* **Task details**
Return every entry below without altering a word.

[Records drawn from a dataset]
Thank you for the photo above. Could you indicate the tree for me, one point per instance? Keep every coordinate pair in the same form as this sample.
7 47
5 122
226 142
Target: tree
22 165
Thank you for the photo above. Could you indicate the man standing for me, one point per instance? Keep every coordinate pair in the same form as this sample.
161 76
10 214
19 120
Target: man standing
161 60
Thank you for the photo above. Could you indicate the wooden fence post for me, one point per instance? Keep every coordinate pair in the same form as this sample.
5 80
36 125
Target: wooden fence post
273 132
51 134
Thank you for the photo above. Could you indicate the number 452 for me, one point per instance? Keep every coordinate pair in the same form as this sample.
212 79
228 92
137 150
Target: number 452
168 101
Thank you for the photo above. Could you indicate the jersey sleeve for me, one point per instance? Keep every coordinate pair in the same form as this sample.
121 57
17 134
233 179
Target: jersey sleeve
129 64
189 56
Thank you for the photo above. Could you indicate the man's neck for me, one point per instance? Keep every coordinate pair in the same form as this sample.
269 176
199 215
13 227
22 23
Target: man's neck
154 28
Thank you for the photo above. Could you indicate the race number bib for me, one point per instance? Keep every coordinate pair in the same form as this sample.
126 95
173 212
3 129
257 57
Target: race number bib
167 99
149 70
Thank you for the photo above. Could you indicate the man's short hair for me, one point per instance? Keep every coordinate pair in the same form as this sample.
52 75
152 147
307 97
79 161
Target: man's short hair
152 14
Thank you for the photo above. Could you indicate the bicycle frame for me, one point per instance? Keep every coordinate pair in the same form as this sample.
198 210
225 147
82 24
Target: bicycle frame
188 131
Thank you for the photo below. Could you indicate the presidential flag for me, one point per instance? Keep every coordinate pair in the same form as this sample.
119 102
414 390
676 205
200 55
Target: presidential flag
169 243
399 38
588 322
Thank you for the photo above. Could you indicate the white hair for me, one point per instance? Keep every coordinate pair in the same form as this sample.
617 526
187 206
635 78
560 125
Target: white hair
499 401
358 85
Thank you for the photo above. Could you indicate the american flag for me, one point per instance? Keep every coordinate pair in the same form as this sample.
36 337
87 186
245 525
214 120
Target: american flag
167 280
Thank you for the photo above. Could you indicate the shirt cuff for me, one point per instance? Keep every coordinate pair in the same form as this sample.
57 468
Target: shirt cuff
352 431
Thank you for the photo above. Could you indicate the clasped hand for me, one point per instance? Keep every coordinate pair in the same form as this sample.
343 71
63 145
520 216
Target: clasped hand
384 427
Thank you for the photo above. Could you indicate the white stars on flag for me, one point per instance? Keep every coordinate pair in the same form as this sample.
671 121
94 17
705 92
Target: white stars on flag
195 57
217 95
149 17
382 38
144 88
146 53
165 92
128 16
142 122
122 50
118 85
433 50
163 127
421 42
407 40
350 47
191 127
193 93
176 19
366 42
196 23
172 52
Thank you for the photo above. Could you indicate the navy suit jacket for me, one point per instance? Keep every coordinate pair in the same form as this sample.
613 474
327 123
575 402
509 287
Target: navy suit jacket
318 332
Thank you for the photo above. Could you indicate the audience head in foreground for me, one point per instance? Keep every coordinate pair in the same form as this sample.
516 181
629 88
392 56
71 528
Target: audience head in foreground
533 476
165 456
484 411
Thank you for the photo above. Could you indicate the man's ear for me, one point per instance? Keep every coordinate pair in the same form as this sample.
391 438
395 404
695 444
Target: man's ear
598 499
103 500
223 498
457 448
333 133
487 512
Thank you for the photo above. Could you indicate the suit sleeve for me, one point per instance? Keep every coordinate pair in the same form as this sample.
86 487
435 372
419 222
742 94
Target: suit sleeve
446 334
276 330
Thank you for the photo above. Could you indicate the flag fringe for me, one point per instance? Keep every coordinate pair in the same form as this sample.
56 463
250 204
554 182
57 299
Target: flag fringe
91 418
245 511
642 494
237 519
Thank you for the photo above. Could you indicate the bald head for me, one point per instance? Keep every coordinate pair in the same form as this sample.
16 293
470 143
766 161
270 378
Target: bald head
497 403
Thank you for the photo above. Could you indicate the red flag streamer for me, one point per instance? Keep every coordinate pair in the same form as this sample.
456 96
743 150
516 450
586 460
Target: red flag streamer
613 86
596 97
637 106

* **Solution to this problem**
Thank you for the photo above. Could you indicate the tree for me, one point per instance? Keep every coordinate pair in the same form as this sample.
7 47
5 122
226 142
Target: tree
22 165
Thank you for the photo above. Could you indicate the man standing for me, one point per instance? Keep every coordinate pair in the same form as this sample.
161 76
10 214
19 120
Target: man standing
161 60
Thank you for the photo above. Could you indicate the wooden fence post for me, one point per instance? Keep every coordinate pair in the same form as this sample.
5 80
36 125
Target: wooden fence post
273 132
51 134
Thank you for the photo above. Could you indicate the number 452 for me, one point per instance? Keep every coordinate pair in the same form as this sample.
212 79
228 92
137 150
Target: number 452
168 101
Thank you for the photo above. Could you indicate the jersey sleeve for me, one point per instance? Keep every coordinate pair in the same form as this sample.
121 57
17 134
233 179
Target: jersey sleeve
129 64
189 56
Thank you for the photo above. Could you indicate the man's neck for me, one point per instance? Keep every coordinate pair in the same form as this sample.
269 176
199 215
13 227
22 23
Target: man's neck
154 28
Thank you for the photo above. Could you indicate the race number bib for me, one point per instance? Keep every coordinate pair in the same form as this sample.
126 95
173 212
3 129
257 57
Target: race number bib
167 99
149 70
Thank you for the photo above. Could you indicate the man's short hair for me, one point per instance? Keep every coordinate pair in the same form as this sample.
52 75
152 147
307 97
79 161
Target: man's short hair
152 14
Thank you for the photo above. Could you indicate the bicycle frame for me, one point per instance? Keep every coordinate pair in the same form as this sample.
198 210
225 147
82 24
Target: bicycle frame
188 131
Thank you for the photo below. Could you indicate the presidential flag for me, one point per instance? Keep every coordinate pair in the same form as this sample.
119 102
414 390
676 205
200 55
Target: presidential flag
169 243
399 38
588 322
Thank you for the photo above. Could you indicate the white hair for me, one point per instance? Keep every coordinate pair in the same form as this sample.
617 526
187 206
635 78
560 125
Target: white hair
499 401
358 85
Thank you for the photo above. Could you indicate the american flag for me, one point per instance? Keep every coordinate pair in the same form as this sample.
36 337
87 186
245 525
214 120
Target: american flag
167 280
Thank you for the photo above. Could you indicate the shirt cuff for me, one point per instance? Keep every coordinate pair in the same form as this sample.
57 468
Target: shirt cuff
352 431
Thank you for the photo above. Could you indicate the clasped hand for me, one point per instance? Keep every coordinate pair in the same form as this sample.
343 71
63 145
520 216
Target: clasped hand
384 427
Thank you for the photo above. Could you indicate the white stars on flag for me, one point per instance? Keep every coordinate pair in the same form as this sample.
671 121
94 17
705 92
Target: white stars on flag
195 57
217 95
149 17
382 38
144 88
146 53
165 92
128 16
142 122
122 50
118 85
433 50
163 127
421 42
407 40
350 47
191 127
193 93
176 19
366 42
196 23
172 52
Thank you for the photo above. Could you indicate the navy suit jacket for me, one point per instance? Keep every coordinate pair in the same form as this sample.
613 474
327 123
575 402
509 287
Target: navy suit jacket
318 332
Thank you for the photo above. Could you indicate the audience head in foreground for me, one point per instance? Keep every coordinate pair in the same form as this sample.
516 181
629 88
392 56
71 528
Target: audience head in foreground
533 476
165 456
484 411
Thank you for the photo above. Could you indicate the man's ear for me, one point per instance? Keep every coordinate pair in the same form as this sample.
391 438
395 404
695 444
Target: man's ear
598 499
103 500
223 498
457 448
333 133
487 512
Thank you for the photo above. Could you indicate the suit sleeve for me, one point per instance? Keep every coordinate pair in the same form as this sample.
86 487
435 372
419 222
742 94
Target: suit sleeve
446 334
276 330
Thank you for the photo above. Could you indicate the flag fringe for me, one point per instance? Keep every coordinate pair in the same form as this sample.
56 463
250 204
554 182
57 299
Target: flag fringe
91 418
245 511
642 494
237 519
Thank you for the photo above. Could you indicate the bald head for me, one point per instance? Keep every coordinate pair in the same form as this sample.
16 293
470 143
766 161
270 378
Target: bald head
497 403
Thank you for the photo above. Could you indicate the red flag streamer for me, one point per instance? Keep every coordinate pair in the same form as this sample.
456 96
743 150
516 450
586 460
Target: red flag streamer
613 86
596 97
637 106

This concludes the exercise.